Given passage Block Start
This work addresses the theoretical runtime analysis of the multi-valued compact genetic algorithm (r-cGA) on generalized OneMax (G-OneMax) and its special case r-OneMax—previously lacking rigorous bounds. Method: Leveraging a Markov chain model, probabilistic analysis, concentration inequalities, and the established analytical framework for estimation-of-distribution algorithms (EDAs), we conduct a systematic investigation, including the previously unexplored scenario with frequency boundaries. Contribution/Results: We establish a high-probability upper bound of (O(nr^3 log^2 n log r)) on the runtime of r-cGA on G-OneMax. For r-OneMax, we tighten the upper bound to the asymptotically optimal (O(nr log n log r)), improving upon prior results by a (log n) factor and achieving tightness in the binary case ((r = 2)). Moreover, this is the first rigorous analysis of r-cGA on multi-valued OneMax-type functions incorporating frequency constraints, thereby filling a key theoretical gap in the EDA literature.

Recent research in the runtime analysis of estimation of distribution algorithms (EDAs) has focused on univariate EDAs for multi-valued decision variables. In particular, the runtime of the multi-valued cGA (r-cGA) and UMDA on multi-valued functions has been a significant area of study. Adak and Witt (PPSN 2024) and Hamano et al. (ECJ 2024) independently performed a first runtime analysis of the r-cGA on the r-valued OneMax function (r-OneMax). Adak and Witt also introduced a different r-valued OneMax function called G-OneMax. However, for that function, only empirical results were provided so far due to the increased complexity of its runtime analysis, since r-OneMax involves categorical values of two types only, while G-OneMax encompasses all possible values. In this paper, we present the first theoretical runtime analysis of the r-cGA on the G-OneMax function. We demonstrate that the runtime is O(nr^3 log^2 n log r) with high probability. Additionally, we refine the previously established runtime analysis of the r-cGA on r-OneMax, improving the previous bound to O(nr log n log r), which improves the state of the art by an asymptotic factor of log n and is tight for the binary case. Moreover, we for the first time include the case of frequency borders.
Given passage Block End
Supplied information Block Start
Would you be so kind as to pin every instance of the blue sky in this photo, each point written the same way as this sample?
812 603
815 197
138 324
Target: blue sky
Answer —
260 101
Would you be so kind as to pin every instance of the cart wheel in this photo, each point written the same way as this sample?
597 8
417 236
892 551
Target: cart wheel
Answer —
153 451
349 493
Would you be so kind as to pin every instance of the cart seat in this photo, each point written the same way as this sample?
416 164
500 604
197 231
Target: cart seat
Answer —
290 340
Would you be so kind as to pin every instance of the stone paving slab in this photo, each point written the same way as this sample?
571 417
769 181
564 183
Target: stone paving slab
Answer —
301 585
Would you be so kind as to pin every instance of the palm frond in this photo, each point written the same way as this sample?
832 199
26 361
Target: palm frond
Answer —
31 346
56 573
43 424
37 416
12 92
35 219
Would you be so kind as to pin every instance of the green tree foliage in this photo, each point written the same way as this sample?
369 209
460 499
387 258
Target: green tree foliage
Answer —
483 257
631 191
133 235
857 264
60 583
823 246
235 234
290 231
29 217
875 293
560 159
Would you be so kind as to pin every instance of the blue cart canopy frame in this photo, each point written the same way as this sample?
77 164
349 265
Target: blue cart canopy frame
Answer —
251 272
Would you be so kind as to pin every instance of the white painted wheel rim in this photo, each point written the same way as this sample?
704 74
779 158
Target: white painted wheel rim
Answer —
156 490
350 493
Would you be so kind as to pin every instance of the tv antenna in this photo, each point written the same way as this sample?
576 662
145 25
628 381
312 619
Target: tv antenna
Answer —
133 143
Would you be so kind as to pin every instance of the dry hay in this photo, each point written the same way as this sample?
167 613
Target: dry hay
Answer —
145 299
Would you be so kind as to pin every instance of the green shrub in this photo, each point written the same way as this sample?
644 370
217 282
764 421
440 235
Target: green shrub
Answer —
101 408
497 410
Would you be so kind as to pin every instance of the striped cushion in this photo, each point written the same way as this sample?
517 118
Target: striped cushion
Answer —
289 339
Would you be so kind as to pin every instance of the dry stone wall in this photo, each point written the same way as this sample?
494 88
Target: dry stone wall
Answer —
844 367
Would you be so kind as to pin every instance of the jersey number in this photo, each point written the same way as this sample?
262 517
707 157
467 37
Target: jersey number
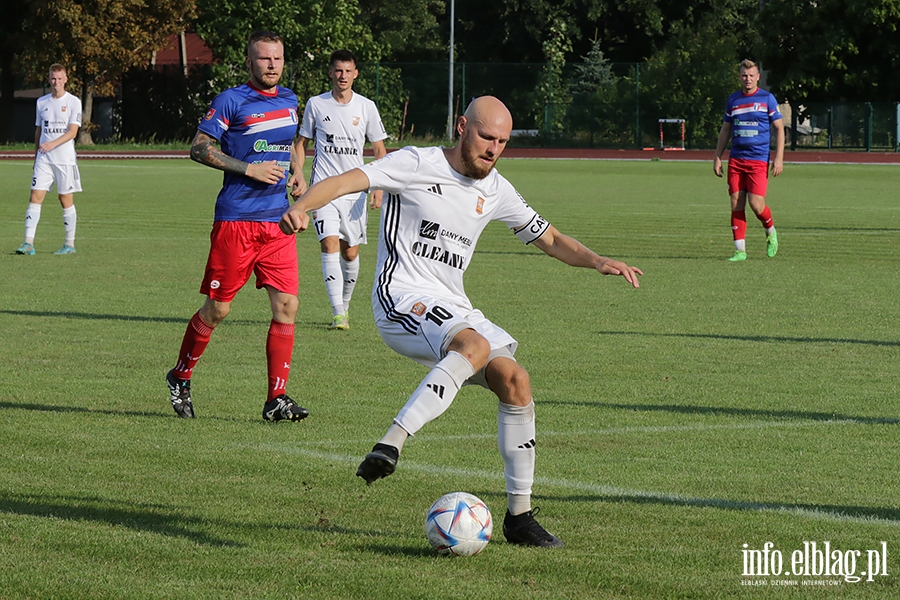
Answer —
438 315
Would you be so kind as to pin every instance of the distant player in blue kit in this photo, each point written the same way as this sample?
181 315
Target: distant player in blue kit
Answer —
750 115
255 124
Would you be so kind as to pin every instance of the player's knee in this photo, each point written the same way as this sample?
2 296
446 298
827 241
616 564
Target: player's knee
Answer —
214 312
286 307
510 381
473 346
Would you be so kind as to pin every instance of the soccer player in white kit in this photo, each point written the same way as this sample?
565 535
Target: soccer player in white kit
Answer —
58 118
339 121
437 203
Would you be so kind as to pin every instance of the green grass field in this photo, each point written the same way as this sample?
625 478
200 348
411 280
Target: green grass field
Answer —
719 405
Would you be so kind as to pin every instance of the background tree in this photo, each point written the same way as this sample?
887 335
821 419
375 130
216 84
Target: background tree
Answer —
98 40
831 50
13 27
407 30
311 29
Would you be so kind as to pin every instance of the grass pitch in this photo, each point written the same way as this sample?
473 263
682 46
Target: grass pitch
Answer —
720 405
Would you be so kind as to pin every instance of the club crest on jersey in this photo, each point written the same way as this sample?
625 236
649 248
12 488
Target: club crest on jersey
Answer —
429 229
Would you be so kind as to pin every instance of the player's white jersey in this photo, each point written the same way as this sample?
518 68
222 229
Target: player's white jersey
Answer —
53 116
431 218
339 132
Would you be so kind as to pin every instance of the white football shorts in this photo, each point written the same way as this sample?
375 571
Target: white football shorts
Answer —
345 218
439 322
66 177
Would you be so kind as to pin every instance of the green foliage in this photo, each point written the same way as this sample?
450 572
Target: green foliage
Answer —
311 29
832 50
719 405
98 41
406 28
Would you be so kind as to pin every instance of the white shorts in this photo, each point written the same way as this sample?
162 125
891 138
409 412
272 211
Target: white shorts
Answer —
345 218
66 177
438 322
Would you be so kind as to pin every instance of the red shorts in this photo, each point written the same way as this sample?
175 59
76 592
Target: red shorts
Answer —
750 176
239 248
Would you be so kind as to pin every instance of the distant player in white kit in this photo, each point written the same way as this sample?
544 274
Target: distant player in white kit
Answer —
57 122
339 122
437 203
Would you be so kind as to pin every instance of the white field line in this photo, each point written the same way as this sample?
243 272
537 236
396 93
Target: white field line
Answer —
602 490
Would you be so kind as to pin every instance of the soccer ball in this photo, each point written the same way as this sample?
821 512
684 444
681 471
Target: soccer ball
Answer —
459 524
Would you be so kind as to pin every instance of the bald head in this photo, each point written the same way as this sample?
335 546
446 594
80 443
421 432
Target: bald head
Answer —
483 132
489 111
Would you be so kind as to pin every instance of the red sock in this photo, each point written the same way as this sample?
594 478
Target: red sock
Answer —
765 217
739 224
192 346
279 348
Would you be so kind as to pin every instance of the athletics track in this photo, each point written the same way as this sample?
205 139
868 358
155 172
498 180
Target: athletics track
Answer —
799 156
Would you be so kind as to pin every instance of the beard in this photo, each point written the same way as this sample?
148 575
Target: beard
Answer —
472 166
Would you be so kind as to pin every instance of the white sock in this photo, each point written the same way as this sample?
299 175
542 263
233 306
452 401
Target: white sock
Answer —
69 220
435 393
396 437
515 438
32 216
331 273
350 271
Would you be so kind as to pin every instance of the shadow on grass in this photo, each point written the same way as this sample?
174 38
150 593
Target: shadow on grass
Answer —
168 414
731 411
756 338
142 318
157 519
820 510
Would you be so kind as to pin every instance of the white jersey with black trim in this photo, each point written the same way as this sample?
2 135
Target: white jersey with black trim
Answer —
431 218
339 132
54 116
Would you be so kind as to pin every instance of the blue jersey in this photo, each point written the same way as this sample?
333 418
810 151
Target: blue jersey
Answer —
751 117
253 126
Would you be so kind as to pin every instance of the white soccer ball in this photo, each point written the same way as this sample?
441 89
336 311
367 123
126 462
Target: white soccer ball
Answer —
459 524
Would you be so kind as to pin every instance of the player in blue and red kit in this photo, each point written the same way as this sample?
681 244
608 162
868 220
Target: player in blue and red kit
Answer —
750 116
255 124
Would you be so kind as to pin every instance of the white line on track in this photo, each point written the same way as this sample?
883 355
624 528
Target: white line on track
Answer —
613 493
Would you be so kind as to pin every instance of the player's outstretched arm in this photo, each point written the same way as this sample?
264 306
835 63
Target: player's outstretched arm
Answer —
296 220
572 252
778 162
724 136
379 151
205 151
297 181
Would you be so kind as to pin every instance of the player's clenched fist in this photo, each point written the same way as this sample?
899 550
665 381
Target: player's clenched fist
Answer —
294 222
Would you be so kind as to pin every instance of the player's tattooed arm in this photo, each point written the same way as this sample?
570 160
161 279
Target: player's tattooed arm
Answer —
205 151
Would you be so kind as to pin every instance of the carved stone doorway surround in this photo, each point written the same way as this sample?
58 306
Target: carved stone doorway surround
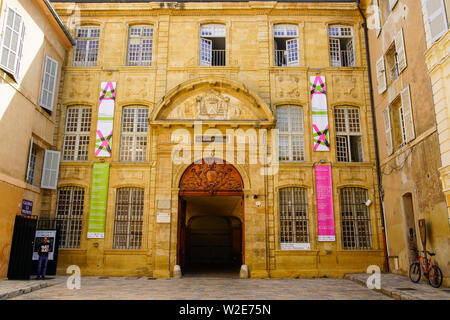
Supplied information Block End
Exercise 1 ->
Answer each question from the r-cGA abstract, one line per answer.
(a) Which two works independently gave the first runtime analysis of the r-cGA on r-OneMax?
(b) What runtime bound holds with high probability for the r-cGA on G-OneMax?
(c) By what asymptotic factor does the new r-OneMax bound improve the state of the art?
Exercise 2 -> List every analytical method or tool that the r-cGA abstract names in its "Method" sentence.
Exercise 3 -> According to the r-cGA abstract, why were only empirical results available for G-OneMax before this paper? Answer in one to three sentences.

Worked solution 1 ->
(a) Adak and Witt (PPSN 2024) and Hamano et al. (ECJ 2024)
(b) O(nr^3 log^2 n log r)
(c) log n

Worked solution 2 ->
- Markov chain model
- Probabilistic analysis
- Concentration inequalities
- The established analytical framework for estimation-of-distribution algorithms (EDAs)

Worked solution 3 -> Runtime analysis of G-OneMax is more complex than that of r-OneMax. r-OneMax involves categorical values of only two types, while G-OneMax encompasses all possible values.